_What is expected_. Retype, character for character, the line containing "dark blue sea" along with each line after it through the end of the data, and only those.

_Region pointing data_.
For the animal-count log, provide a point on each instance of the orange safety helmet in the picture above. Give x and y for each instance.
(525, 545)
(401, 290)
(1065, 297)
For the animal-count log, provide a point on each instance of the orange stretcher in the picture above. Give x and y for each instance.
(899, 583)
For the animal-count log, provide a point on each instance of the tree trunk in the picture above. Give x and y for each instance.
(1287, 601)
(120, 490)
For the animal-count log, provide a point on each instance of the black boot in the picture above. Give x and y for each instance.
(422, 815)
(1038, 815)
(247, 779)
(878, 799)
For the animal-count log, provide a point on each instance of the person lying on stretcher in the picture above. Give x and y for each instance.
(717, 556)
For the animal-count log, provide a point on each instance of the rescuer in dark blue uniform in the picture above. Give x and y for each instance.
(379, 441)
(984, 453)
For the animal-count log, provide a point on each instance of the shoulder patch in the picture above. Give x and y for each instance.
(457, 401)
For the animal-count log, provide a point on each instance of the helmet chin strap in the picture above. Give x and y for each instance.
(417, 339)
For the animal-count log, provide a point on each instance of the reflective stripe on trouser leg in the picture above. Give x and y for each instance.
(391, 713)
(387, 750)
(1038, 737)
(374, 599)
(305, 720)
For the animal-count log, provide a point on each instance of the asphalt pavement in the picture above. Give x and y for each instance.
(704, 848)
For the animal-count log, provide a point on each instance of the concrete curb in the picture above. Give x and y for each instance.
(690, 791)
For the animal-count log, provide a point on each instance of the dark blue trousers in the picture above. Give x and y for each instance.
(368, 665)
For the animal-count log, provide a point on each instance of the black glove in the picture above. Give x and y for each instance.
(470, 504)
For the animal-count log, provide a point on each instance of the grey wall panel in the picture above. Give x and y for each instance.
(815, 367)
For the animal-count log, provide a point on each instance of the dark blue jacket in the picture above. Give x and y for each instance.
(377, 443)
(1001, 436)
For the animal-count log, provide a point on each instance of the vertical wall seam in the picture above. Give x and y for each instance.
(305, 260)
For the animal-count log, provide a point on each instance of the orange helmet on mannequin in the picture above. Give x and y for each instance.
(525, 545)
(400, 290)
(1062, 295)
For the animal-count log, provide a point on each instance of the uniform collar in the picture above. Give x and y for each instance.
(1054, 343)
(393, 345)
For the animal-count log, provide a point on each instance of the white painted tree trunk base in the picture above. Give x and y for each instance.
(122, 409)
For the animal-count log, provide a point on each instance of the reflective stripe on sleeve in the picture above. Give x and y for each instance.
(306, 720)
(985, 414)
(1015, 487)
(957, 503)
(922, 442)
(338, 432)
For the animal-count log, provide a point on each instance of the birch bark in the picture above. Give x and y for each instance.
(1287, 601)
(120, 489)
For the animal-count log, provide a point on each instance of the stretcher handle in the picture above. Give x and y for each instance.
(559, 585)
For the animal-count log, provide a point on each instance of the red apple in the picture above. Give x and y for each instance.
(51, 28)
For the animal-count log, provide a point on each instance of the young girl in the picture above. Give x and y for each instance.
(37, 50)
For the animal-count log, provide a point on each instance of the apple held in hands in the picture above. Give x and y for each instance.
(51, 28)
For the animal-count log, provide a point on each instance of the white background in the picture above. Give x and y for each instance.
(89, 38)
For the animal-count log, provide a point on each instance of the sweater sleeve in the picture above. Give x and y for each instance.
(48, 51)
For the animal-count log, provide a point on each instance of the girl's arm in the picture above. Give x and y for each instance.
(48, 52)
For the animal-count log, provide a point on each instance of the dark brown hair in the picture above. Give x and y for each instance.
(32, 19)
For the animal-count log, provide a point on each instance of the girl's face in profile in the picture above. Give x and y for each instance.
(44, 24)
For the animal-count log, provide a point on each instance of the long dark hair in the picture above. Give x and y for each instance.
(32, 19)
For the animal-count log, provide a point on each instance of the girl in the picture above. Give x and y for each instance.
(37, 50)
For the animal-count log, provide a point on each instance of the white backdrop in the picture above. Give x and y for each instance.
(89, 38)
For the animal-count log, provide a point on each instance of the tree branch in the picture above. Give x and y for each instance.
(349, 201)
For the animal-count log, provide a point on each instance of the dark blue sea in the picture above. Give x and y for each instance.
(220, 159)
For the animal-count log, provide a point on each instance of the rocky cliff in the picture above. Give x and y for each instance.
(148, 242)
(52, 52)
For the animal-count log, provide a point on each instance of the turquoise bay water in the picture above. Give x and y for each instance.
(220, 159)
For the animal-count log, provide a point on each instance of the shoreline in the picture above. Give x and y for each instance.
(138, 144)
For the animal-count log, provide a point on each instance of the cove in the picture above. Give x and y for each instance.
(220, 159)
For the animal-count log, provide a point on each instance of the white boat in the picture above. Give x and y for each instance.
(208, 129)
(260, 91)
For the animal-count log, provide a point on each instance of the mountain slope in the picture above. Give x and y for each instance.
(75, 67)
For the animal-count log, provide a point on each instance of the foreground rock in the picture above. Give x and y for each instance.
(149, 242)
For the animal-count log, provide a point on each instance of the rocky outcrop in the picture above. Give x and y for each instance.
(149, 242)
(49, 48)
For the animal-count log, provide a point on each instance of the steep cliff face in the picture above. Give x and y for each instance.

_Output_.
For the animal-count log, provide a point on each instance of the dark blue sea in the picture above. Give x and y for each instance.
(220, 159)
For the animal-count log, provide a point on each instance of the rocky cliff in the picture above. Give x and y for each instance.
(148, 242)
(52, 52)
For the animal-count log, provide a point on each instance of the turquoise bay water in the picture above. Give x and y for each instance.
(220, 159)
For the animal-count log, provide a point on each instance of the shoreline in the picture above. Give x and y for each instance.
(138, 144)
For the animal-count log, provide a point on each instance of the cove in the picture above. Give x and y for each instance.
(220, 159)
For the animal-count log, provide a point on each instance of the white boat in the picture above. Give x and y for each instance.
(208, 129)
(260, 91)
For the animal-count log, provide a point on each instance of the mountain slope in the picture above. Give x and y for each instance.
(75, 67)
For the animal-count log, provide a point on each instance of the foreground rock in the picture above. Give x and y for each instance.
(149, 242)
For the animal-count log, provide a point on each instance of the rocky outcrop in the picture above. Give x and y for each instance.
(149, 242)
(49, 48)
For the animal-count log, provide a point on each instance of the steep cliff face in the picture above. Give x and y for each instance.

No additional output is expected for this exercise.